Комментариев нет Опубликовано

Новогодний дайвинг

Пастеризованное московское небо цвета серой оберточной бумаги провожало нас новогодними салютами. Как будто кто-то из небожителей организовал детский конкурс «Нарисуй салют акриловыми красками китайских фейерверков». Наверное, мы были единственными сумасшедшими, уезжающими из гуляющей пьяной Москвы вечером первого января. По совершенно пустой питерской трассе мы направляемся на северо-запад. Наша цель – Мраморный карьер.

Гроздья и бутоны салюта остались за спиной, и вдруг мы увидели медведей! Они были повсюду. Гигантские плюшевые медведи, покрытые дорожной грязью и сажей. Омерзительно серо-розовые и кислотно-салатовые, неприятно желто – голубые и ядовито – оранжевые.

Тревожные медведи, совсем не русские увальни – добряки. Они настораживали своей китайской бессмысленностью и неуместностью на обочинах грязной трассы, своим полным отрицанием новогодней гармонии и здравого смысла окружающего мира. Копошившиеся вдоль деревенских палисадников, они ползли неровными рядами до самого Питера, где их вереница оборвалась, оставив нас порядком истерзанными, но все же целыми и невредимыми.

А ночь тем временем прошаркала мимо в своем стеганом халате и войлочных тапочках, неся на руках запыленного, плюшевого мишку. Сменивший ее на дежурстве день был, пожалуй, еще сказочней… Дорога уныло наматывалась на колеса экспедиционной «Нивы», сменяя один сказочный пейзаж на другой.

Километр за километром сложенные из обломков асфальта холмы расползались под нашими колесами. Музыка ввинчивалась в шины и оставалась висеть на них ленивыми обрывками фраз и отзвуков придорожного заснеженного леса. За окном бесстыдно оголенные равнины Центральной России сменялись гранитными берегами Ладоги и затерявшимися в карельских лесах деревушками со странными для русского уха названиями. Пукала, Ухала, Икала, Рыгала, Хелюли и, наконец, Рускеала, – цель нашего путешествия.

К обеду следующего дня мы приехали на Мраморный карьер, и лес зазвучал тишиной. Он был заполнен ею до самых краев, вплоть до прозрачной голубой небесной тверди, вплоть до ленты закончившейся трассы. Там тишина умирала, и рождались другие, чуждые лесу, звуки и запахи. Запах бензина и пролитого масла из слегка подтекающего мотора, звук шипованных шин, гул в коробке передач изредко проезжающей машины, словно случайно выехавшей из точки А в точку Б.

Наконец – то, мы попали в сказку. Уже не совсем российская, но еще и не совсем финская пограничная земля. Даже мой мобильный телефон никак не может понять, где я нахожусь, и приветствует меня то на финском, то на русском языке. Отключаю его, чтоб не мучился и заодно не мешал. В сказке мобильная связь не нужна, ведь нельзя позвонить бабе-яге и уточнить gps – координаты избушки на курьих ножках.

= СОХРАНЁННЫЕ ДАННЫЕ =
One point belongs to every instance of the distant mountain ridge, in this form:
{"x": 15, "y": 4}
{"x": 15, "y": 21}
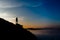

= ЦЕЛЬ ЗАДАНИЯ =
Выпишите из заметки о новогоднем дайвинге все названия деревень, которые там названы странными для русского уха. Строки выше — отдельный материал, к заметке они отношения не имеют.

= РЕШЕНИЕ ЗАДАЧИ =
Пукала, Ухала, Икала, Рыгала, Хелюли, Рускеала.